> [CHALLENGE]:
Reproduce word for word the lines from the one containing "Place a marker on every instance of the framed art" through the last line of the entries, including both ends.

----- RAW DATA -----

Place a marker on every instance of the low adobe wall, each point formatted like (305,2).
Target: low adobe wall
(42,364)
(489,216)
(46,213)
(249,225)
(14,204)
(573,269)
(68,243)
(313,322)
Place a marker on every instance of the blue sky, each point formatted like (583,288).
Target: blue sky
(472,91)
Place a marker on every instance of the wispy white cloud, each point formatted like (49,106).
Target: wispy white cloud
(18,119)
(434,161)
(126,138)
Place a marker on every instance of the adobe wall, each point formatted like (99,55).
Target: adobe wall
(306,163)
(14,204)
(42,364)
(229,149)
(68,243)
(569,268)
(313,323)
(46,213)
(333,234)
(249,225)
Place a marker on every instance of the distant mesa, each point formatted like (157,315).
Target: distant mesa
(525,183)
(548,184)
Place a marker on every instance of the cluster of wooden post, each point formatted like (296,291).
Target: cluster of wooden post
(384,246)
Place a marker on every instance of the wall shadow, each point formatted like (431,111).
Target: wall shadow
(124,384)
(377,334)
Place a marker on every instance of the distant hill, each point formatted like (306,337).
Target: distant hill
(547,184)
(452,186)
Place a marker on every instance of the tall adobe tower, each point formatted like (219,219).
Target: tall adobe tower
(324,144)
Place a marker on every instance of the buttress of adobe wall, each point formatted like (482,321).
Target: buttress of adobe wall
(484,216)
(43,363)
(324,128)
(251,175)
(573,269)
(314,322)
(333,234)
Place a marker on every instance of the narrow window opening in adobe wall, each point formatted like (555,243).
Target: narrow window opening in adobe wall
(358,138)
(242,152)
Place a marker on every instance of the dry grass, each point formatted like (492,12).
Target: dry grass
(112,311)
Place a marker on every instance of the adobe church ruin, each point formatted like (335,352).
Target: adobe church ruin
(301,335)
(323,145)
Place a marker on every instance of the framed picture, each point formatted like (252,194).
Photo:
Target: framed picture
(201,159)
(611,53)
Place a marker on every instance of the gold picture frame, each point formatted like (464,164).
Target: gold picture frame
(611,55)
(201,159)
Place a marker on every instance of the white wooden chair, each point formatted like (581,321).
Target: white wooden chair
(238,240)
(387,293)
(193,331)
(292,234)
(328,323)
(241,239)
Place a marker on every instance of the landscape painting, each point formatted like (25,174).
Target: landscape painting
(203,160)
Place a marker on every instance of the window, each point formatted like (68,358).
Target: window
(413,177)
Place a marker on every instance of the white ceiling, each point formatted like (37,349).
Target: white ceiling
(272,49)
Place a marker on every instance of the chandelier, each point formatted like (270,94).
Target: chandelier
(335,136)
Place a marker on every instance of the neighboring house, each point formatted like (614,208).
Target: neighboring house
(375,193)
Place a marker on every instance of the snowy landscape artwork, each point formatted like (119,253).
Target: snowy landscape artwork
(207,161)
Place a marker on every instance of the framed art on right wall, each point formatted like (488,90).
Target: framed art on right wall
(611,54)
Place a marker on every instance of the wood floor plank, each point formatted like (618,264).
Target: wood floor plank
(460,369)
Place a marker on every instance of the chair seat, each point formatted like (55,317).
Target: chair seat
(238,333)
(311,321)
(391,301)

-----

> [FULL ANSWER]:
Place a marker on every instance of the framed art on right wall, each point formatted like (488,90).
Target: framed art on right wall
(611,54)
Place a marker on every instance of the wood floor plank, each point formatted like (618,264).
Target: wood floor plank
(460,369)
Place a marker on every instance of the chair seat, each point formatted like (55,317).
Target: chair seat
(238,333)
(311,321)
(391,301)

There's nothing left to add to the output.